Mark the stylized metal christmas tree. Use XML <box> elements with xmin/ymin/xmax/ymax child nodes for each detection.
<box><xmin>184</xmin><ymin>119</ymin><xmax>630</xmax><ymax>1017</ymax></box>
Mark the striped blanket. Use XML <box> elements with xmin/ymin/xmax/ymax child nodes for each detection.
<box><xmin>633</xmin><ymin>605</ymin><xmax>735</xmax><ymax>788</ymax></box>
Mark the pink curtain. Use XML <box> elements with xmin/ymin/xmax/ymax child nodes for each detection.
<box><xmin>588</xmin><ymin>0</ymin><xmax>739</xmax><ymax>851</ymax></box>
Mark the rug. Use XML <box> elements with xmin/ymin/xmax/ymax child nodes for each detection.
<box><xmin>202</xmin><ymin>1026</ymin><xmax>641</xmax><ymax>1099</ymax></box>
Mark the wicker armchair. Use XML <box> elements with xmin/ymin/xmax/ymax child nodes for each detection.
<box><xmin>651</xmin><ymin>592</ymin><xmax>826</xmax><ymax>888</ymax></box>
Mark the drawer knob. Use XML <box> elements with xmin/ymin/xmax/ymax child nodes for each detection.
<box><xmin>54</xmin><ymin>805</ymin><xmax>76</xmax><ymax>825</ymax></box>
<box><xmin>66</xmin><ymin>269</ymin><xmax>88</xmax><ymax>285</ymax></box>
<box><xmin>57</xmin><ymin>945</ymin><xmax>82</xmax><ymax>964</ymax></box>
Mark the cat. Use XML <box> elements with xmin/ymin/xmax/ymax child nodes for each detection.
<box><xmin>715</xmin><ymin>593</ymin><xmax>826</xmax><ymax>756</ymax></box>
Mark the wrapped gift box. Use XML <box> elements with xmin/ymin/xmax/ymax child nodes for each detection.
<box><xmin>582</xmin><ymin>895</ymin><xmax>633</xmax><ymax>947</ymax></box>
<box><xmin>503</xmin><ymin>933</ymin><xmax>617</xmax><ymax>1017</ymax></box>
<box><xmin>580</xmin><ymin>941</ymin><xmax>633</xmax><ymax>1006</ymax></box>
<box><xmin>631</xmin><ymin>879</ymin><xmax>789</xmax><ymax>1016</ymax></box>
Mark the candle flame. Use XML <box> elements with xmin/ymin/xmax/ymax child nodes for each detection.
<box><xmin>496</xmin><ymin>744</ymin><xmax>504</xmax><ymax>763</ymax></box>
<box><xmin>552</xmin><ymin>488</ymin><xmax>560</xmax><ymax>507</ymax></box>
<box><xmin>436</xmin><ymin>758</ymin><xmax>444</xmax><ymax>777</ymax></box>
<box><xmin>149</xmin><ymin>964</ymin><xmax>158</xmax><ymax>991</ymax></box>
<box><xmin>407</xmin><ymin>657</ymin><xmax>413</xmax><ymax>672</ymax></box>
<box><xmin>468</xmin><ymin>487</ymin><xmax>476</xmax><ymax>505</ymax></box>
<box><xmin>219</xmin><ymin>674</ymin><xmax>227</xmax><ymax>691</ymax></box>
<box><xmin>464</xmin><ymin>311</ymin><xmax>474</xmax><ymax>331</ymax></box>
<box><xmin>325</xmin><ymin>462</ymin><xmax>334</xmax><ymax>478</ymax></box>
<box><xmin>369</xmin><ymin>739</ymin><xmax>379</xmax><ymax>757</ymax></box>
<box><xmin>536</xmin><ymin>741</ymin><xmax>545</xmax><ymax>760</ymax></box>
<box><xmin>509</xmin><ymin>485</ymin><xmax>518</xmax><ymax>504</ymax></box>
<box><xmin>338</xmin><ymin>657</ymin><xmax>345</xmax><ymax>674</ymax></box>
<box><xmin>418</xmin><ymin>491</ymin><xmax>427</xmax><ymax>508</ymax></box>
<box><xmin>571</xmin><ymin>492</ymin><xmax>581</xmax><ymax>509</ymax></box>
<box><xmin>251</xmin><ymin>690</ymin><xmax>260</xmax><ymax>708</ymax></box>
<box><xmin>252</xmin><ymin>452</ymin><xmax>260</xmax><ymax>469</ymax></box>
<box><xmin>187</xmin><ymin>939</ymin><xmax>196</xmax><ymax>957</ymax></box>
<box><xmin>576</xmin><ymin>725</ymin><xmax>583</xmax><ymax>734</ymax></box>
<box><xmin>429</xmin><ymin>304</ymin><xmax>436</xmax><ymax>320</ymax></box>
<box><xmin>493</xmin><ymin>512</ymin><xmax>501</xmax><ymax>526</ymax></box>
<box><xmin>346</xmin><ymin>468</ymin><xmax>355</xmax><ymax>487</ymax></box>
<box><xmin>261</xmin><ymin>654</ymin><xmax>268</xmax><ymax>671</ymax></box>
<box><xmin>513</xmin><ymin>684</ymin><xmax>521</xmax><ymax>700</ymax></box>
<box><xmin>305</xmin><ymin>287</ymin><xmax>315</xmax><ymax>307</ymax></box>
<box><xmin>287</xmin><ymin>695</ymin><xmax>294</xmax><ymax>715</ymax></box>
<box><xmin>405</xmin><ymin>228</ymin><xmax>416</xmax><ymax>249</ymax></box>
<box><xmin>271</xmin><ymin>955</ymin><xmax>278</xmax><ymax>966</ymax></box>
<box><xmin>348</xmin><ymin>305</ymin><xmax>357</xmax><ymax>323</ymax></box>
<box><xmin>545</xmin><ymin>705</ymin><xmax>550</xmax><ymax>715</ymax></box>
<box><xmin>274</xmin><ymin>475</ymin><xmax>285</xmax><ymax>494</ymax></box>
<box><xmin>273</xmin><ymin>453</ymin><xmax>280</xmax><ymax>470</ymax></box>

::::

WHAT IS NEEDED: Give back the whole listing, word for word.

RESPONSE FOR THIS EXERCISE:
Mark the stylized metal christmas tree. Use XML <box> elements with xmin/ymin/xmax/ymax child nodes for each detection.
<box><xmin>184</xmin><ymin>119</ymin><xmax>630</xmax><ymax>1017</ymax></box>
Mark the striped blanket. Use XML <box> elements with xmin/ymin/xmax/ymax child nodes for each detection.
<box><xmin>633</xmin><ymin>605</ymin><xmax>735</xmax><ymax>788</ymax></box>
Mark the pink curtain. Use XML <box> elements with xmin/ymin/xmax/ymax child nodes for each detection.
<box><xmin>588</xmin><ymin>0</ymin><xmax>739</xmax><ymax>851</ymax></box>
Mark the rug. Use XML <box> elements with xmin/ymin/xmax/ymax child nodes for each detection.
<box><xmin>202</xmin><ymin>1026</ymin><xmax>641</xmax><ymax>1099</ymax></box>
Mark the wicker armchair. Use XML <box> elements with xmin/ymin/xmax/ymax child nodes for each detection.
<box><xmin>651</xmin><ymin>592</ymin><xmax>826</xmax><ymax>888</ymax></box>
Mark the drawer knob. Use XML <box> elements with xmin/ymin/xmax/ymax child nodes for each detection.
<box><xmin>54</xmin><ymin>805</ymin><xmax>76</xmax><ymax>825</ymax></box>
<box><xmin>66</xmin><ymin>269</ymin><xmax>88</xmax><ymax>285</ymax></box>
<box><xmin>57</xmin><ymin>945</ymin><xmax>82</xmax><ymax>964</ymax></box>
Mark the cat. Use XML <box> elements with xmin/ymin/xmax/ymax child nodes for each detection.
<box><xmin>715</xmin><ymin>593</ymin><xmax>826</xmax><ymax>756</ymax></box>
Mark the wrapped gift box. Use XML <box> elements with xmin/ymin/xmax/ymax child nodes for each detection.
<box><xmin>582</xmin><ymin>895</ymin><xmax>633</xmax><ymax>947</ymax></box>
<box><xmin>503</xmin><ymin>933</ymin><xmax>617</xmax><ymax>1017</ymax></box>
<box><xmin>580</xmin><ymin>941</ymin><xmax>633</xmax><ymax>1006</ymax></box>
<box><xmin>631</xmin><ymin>879</ymin><xmax>789</xmax><ymax>1016</ymax></box>
Mark the candle flame. Use XML <box> elements with xmin/ymin/xmax/ymax child nodes for each detection.
<box><xmin>496</xmin><ymin>744</ymin><xmax>504</xmax><ymax>763</ymax></box>
<box><xmin>552</xmin><ymin>488</ymin><xmax>560</xmax><ymax>507</ymax></box>
<box><xmin>436</xmin><ymin>758</ymin><xmax>444</xmax><ymax>777</ymax></box>
<box><xmin>149</xmin><ymin>964</ymin><xmax>158</xmax><ymax>991</ymax></box>
<box><xmin>407</xmin><ymin>657</ymin><xmax>413</xmax><ymax>672</ymax></box>
<box><xmin>468</xmin><ymin>487</ymin><xmax>476</xmax><ymax>505</ymax></box>
<box><xmin>219</xmin><ymin>674</ymin><xmax>227</xmax><ymax>691</ymax></box>
<box><xmin>464</xmin><ymin>311</ymin><xmax>474</xmax><ymax>331</ymax></box>
<box><xmin>325</xmin><ymin>462</ymin><xmax>334</xmax><ymax>478</ymax></box>
<box><xmin>369</xmin><ymin>739</ymin><xmax>379</xmax><ymax>757</ymax></box>
<box><xmin>536</xmin><ymin>741</ymin><xmax>545</xmax><ymax>760</ymax></box>
<box><xmin>509</xmin><ymin>485</ymin><xmax>518</xmax><ymax>504</ymax></box>
<box><xmin>338</xmin><ymin>657</ymin><xmax>345</xmax><ymax>674</ymax></box>
<box><xmin>418</xmin><ymin>491</ymin><xmax>427</xmax><ymax>508</ymax></box>
<box><xmin>571</xmin><ymin>492</ymin><xmax>581</xmax><ymax>509</ymax></box>
<box><xmin>251</xmin><ymin>690</ymin><xmax>260</xmax><ymax>708</ymax></box>
<box><xmin>252</xmin><ymin>452</ymin><xmax>260</xmax><ymax>469</ymax></box>
<box><xmin>187</xmin><ymin>939</ymin><xmax>196</xmax><ymax>957</ymax></box>
<box><xmin>576</xmin><ymin>725</ymin><xmax>583</xmax><ymax>734</ymax></box>
<box><xmin>429</xmin><ymin>304</ymin><xmax>436</xmax><ymax>320</ymax></box>
<box><xmin>493</xmin><ymin>512</ymin><xmax>501</xmax><ymax>526</ymax></box>
<box><xmin>346</xmin><ymin>468</ymin><xmax>355</xmax><ymax>487</ymax></box>
<box><xmin>261</xmin><ymin>654</ymin><xmax>268</xmax><ymax>671</ymax></box>
<box><xmin>513</xmin><ymin>684</ymin><xmax>521</xmax><ymax>700</ymax></box>
<box><xmin>305</xmin><ymin>287</ymin><xmax>315</xmax><ymax>307</ymax></box>
<box><xmin>287</xmin><ymin>695</ymin><xmax>294</xmax><ymax>715</ymax></box>
<box><xmin>405</xmin><ymin>228</ymin><xmax>416</xmax><ymax>249</ymax></box>
<box><xmin>271</xmin><ymin>955</ymin><xmax>278</xmax><ymax>966</ymax></box>
<box><xmin>348</xmin><ymin>305</ymin><xmax>357</xmax><ymax>323</ymax></box>
<box><xmin>545</xmin><ymin>705</ymin><xmax>550</xmax><ymax>715</ymax></box>
<box><xmin>274</xmin><ymin>475</ymin><xmax>285</xmax><ymax>494</ymax></box>
<box><xmin>273</xmin><ymin>453</ymin><xmax>280</xmax><ymax>470</ymax></box>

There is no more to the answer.